▶ _Excerpted passage_:
──────────
Shimmer’s final issue, #46, was included in the Hugo voters’ packet. As one would expect, there are some great stories in here, and I would be hard pressed to choose a single favorite. If I did have to choose, I would probably go with Cory Skerry’s “Antumbra,” since I’m a sucker for a good changeling story. Honestly, this one is worthy of a Hugo nomination in its own right. One extra bit of icing on the cake is that the piece taught me a new word: “antumbra” refers to one of the three parts of a shadow (and it makes perfect sense as a title, once you learn a bit about the main characters and their relationship to each other).

Mary Robinette Kowal’s “Rust and Bone” could also be read as a changeling story, though not as directly. While there was some wonderfully vivid imagery, the story was less engaging than it could have been because we never really find out why the main character’s mother gave her up to Grandmother or what she got in return. (We’re also never told clearly what Grandmother is, though the line about her rocking chair being made of iron suggests that if this is a take on the changeling myth, the traditional role of the species is reversed.)

“40 Facts About the Strip Mall at the Corner of Never and Was” by Alex Acks is another strong story. The list format can be hit-or-miss, but Acks does a great job of relating a coherent tale with very brief vignettes.

I also enjoyed Steve Toase’s “Streuobstweise.” The title is a German word for “orchard,” which is a central location in the story. The piece is filled with evocative imagery, particularly some drawing on senses other than sight. It’s an unsettling, claustrophobic story that straddles the line between fantasy and horror.
──────────
▶ _Dataset extract_:
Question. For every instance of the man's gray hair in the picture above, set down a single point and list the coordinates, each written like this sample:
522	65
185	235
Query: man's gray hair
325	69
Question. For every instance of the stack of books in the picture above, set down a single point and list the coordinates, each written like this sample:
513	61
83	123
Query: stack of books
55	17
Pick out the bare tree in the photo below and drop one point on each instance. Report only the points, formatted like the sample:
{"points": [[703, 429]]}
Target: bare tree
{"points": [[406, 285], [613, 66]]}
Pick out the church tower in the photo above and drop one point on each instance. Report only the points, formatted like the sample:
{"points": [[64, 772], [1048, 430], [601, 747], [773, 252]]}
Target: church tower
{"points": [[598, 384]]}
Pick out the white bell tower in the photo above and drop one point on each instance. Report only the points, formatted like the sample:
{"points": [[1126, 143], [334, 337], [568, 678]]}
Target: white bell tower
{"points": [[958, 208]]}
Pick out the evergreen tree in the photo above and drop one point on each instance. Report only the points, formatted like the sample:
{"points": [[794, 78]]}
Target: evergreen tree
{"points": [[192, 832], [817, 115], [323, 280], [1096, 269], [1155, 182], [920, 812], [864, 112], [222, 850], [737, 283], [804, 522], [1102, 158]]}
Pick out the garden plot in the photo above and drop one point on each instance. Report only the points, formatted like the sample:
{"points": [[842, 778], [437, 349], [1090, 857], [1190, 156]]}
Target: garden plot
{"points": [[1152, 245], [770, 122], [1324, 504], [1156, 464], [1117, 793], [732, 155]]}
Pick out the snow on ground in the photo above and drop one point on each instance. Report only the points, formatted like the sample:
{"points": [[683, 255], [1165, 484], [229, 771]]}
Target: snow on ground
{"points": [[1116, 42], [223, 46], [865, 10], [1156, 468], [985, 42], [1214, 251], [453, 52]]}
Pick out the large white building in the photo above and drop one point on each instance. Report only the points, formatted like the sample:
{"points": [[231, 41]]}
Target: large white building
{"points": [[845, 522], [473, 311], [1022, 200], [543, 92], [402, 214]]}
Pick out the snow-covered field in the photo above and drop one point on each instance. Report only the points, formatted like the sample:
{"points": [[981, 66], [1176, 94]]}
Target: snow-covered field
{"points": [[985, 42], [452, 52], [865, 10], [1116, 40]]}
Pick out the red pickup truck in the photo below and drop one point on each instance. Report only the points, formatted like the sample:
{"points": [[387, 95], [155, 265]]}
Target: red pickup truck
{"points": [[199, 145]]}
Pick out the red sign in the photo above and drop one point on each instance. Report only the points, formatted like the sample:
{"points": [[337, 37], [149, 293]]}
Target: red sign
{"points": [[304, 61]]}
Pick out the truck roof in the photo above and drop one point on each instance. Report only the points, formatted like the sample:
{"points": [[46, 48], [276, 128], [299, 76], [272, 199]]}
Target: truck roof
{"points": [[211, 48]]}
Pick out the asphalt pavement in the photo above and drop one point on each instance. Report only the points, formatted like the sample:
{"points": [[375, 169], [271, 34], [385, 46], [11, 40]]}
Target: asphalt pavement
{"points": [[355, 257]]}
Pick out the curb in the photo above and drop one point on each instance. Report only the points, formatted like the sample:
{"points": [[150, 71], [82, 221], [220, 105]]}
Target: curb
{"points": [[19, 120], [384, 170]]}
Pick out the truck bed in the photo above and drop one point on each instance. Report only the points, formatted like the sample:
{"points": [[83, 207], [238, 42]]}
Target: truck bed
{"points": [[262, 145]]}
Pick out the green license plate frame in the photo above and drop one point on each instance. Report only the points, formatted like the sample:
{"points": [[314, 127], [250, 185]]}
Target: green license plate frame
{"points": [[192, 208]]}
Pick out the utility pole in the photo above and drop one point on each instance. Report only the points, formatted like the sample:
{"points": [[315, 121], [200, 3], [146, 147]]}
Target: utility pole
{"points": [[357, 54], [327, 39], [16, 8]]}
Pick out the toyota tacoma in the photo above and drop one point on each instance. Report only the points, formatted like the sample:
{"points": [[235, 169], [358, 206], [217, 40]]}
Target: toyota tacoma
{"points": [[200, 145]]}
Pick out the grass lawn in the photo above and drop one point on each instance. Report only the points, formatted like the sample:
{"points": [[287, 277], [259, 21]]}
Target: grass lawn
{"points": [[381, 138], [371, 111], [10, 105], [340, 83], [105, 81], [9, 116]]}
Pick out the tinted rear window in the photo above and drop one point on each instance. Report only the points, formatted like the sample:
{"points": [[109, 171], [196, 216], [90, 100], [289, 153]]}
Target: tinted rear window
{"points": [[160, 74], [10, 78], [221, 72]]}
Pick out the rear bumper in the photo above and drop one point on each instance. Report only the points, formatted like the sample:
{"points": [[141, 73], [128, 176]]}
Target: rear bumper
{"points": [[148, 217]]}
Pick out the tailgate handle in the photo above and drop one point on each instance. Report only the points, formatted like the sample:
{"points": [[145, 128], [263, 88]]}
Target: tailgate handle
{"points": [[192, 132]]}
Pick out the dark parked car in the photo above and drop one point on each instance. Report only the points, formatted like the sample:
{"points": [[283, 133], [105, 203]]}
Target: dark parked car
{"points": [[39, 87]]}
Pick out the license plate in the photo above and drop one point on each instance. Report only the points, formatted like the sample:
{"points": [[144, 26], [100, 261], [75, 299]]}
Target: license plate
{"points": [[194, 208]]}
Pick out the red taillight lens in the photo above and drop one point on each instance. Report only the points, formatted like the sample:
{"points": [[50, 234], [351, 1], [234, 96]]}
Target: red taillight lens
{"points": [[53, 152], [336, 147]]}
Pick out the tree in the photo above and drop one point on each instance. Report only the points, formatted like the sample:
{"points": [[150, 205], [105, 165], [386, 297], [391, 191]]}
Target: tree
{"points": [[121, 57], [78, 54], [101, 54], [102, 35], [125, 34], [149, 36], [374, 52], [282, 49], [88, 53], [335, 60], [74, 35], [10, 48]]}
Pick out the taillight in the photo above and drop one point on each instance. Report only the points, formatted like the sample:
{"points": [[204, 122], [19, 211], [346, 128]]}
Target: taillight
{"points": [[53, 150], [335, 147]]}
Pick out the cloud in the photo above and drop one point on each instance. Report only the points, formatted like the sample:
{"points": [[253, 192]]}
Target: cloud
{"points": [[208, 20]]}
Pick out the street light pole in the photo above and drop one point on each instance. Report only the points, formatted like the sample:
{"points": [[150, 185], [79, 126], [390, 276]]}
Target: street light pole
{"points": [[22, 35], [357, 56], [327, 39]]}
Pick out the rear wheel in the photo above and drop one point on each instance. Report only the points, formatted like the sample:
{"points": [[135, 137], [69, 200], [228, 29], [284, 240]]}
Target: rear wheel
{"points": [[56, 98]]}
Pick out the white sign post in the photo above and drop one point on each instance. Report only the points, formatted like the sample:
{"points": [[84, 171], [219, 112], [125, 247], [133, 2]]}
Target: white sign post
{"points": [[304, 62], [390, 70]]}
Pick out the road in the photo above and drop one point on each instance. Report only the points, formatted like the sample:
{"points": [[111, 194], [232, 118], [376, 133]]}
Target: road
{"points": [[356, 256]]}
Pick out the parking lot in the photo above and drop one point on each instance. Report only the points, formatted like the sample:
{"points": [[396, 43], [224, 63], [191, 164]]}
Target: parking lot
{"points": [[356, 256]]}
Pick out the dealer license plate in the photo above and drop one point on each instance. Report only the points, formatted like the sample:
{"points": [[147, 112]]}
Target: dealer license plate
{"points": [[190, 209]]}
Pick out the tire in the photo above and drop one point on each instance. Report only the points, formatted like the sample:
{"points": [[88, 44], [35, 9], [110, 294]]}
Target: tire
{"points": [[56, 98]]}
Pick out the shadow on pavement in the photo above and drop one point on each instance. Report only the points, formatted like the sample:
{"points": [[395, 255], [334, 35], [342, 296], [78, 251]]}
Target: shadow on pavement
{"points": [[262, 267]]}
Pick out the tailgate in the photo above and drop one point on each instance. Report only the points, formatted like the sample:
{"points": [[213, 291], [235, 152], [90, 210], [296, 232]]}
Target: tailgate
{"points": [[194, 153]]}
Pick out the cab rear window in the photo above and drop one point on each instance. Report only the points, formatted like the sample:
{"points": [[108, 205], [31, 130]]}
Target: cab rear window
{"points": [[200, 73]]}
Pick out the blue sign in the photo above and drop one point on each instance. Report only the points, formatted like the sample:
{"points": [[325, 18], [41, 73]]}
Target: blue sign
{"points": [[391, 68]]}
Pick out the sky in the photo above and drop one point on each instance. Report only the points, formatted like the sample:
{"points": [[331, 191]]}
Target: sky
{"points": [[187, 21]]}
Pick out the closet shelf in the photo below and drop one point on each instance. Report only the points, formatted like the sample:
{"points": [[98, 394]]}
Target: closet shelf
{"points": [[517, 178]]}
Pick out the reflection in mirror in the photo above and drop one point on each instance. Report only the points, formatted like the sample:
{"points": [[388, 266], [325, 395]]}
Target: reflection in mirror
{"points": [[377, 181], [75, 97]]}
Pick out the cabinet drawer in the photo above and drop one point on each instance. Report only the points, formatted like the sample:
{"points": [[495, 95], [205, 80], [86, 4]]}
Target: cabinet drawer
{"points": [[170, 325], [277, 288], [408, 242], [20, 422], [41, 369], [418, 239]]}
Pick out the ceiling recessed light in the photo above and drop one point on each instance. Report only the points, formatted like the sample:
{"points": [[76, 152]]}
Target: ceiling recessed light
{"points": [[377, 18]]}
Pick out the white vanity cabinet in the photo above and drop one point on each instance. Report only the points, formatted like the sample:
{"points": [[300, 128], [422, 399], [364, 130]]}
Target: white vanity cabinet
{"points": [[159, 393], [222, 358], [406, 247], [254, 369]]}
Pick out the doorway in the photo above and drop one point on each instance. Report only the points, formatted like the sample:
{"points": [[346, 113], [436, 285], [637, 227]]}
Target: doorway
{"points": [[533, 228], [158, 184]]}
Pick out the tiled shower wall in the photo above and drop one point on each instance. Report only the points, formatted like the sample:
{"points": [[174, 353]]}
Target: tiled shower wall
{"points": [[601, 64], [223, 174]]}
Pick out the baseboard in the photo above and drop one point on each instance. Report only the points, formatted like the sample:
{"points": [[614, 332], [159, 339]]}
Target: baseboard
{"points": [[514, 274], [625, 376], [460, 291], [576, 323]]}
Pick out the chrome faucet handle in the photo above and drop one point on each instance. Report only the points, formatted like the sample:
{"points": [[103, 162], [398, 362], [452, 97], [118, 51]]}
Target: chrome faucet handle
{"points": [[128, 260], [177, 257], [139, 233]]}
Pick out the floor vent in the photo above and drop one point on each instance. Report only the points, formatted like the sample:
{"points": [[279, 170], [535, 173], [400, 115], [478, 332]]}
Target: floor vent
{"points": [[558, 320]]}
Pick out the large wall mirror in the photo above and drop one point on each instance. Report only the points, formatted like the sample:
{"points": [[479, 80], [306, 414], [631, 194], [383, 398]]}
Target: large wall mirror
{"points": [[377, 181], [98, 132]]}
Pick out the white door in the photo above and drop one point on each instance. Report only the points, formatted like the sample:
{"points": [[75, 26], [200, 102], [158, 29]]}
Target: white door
──────────
▶ _Work to do_:
(1) According to the Shimmer #46 review, what does the word "antumbra" refer to?
(2) Pick up the Shimmer #46 review after its final sentence and keep writing it.
The entries that come after the Shimmer #46 review have no connection to it.

▶ _Solved problems_:
(1) It refers to one of the three parts of a shadow.

(2)
One thing that surprised me about the issue was how many stories had a science fictional premise, since Shimmer has tended to lean heavily toward contemporary fantasy. A.C. Wise’s “The Time Traveler’s Husband” and Leonie Skye’s “Tryannocora Regina” both deal with time travel or alternate timelines. “The Time Traveler’s Husband,” in particular, is an engaging and complex story. Readers familiar with Audrey Niffinegger’s “The Time Traveler’s Wife” may get something extra out of it, since Wise has stated that her piece is a direct response to that novel. Wren Wallis’s “Ghosts of Bari” is another sci-fi story, this one more in a space opera vein. It’s notable for being the last story published by Shimmer.

While I’m sad to see Shimmer end, I appreciate that they’re going out on a high note. There’s a variety of stories here, most of them strong. It’s a worthy Hugo nominee, and a tribute to all the work Shimmer has done over the years.